* [The exercise]:
Repeat the whole of the data, keeping every detail the same.

--- Start of Input material ---

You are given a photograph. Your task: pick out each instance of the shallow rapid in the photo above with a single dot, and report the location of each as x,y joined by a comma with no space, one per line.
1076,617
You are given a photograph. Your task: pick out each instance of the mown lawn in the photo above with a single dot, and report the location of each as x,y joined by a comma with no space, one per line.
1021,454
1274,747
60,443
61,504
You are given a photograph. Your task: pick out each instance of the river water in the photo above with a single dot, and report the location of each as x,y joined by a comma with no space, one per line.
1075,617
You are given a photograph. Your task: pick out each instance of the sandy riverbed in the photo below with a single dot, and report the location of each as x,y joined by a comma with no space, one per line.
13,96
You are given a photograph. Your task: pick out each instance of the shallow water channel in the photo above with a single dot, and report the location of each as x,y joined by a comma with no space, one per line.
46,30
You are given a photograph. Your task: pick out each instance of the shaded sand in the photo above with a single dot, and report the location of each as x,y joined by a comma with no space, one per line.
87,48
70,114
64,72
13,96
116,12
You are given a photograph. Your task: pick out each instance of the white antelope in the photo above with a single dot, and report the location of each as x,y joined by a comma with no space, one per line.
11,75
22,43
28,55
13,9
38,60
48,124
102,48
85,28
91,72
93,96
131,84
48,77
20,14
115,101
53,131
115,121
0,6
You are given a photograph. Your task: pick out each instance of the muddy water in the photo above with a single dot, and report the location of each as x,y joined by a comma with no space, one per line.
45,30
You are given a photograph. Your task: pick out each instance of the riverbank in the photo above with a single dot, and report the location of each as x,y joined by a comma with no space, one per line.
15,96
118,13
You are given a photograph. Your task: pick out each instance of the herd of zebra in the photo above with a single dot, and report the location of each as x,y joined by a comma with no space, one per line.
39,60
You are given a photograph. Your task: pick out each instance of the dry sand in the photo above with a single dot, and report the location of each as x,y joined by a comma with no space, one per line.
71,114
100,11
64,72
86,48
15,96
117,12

--- End of Input material ---

* [Reply]:
You are given a photograph. Your task: pick out each instance of the shallow rapid in the photo above with a single dot, and report the location of each as x,y joined by a comma with no space, one per line.
1076,617
You are given a photograph. Your task: pick out each instance of the mown lawn in the photo above with a single dot, and report the location of each as x,y joined by a comma with no space, one per line.
1021,454
1274,747
60,443
61,504
You are given a photograph. Your task: pick out each instance of the river water in the photo above with a single dot, and report the location of each as x,y joined by a comma with no space, one per line.
1075,617
You are given a photograph. Your task: pick out each instance of the sandy riverbed in the photo below with a single dot, and report the location of each as x,y joined by a comma with no space, one per line.
13,96
You are given a photograph. Your task: pick out each instance of the shallow water channel in the photo above with a single dot, and report the location of each as x,y joined by a comma with no space, one per line.
46,30
You are given a photograph. Your task: pick out each instance of the shaded sand in the photo above with a single dot, and report the location of each as x,y joined by a comma with no space, one per line.
87,48
70,114
64,72
13,96
116,12
You are given a photograph. Your task: pick out each instance of the white antelope in the photo above with a single dot, and report the location of each as x,y joined by a comma with no space, one per line.
11,75
22,43
28,55
13,9
38,60
48,124
102,48
85,28
91,72
93,96
131,84
48,77
20,14
115,101
53,131
115,121
0,6
You are given a photograph. Your task: pick out each instance of the muddy water in the photo above with a single dot, and report the location of each as x,y joined by a comma with no space, one per line.
45,30
You are given a photograph. Your task: pick out each instance of the riverbank in the photo above with a single dot, and report the location of each as x,y joined by a comma with no space, one per line.
15,96
118,13
You are given a photograph. Your task: pick out each instance of the herd of zebra in the photo above with a single dot, and report the location of each as x,y joined by a comma with no space, one per line.
39,60
You are given a photograph. Your task: pick out each instance of the dry sand in the photo above with a single dot, and report the location of each as x,y joined by a comma with no space, one per line.
71,114
100,11
64,72
86,48
15,96
117,12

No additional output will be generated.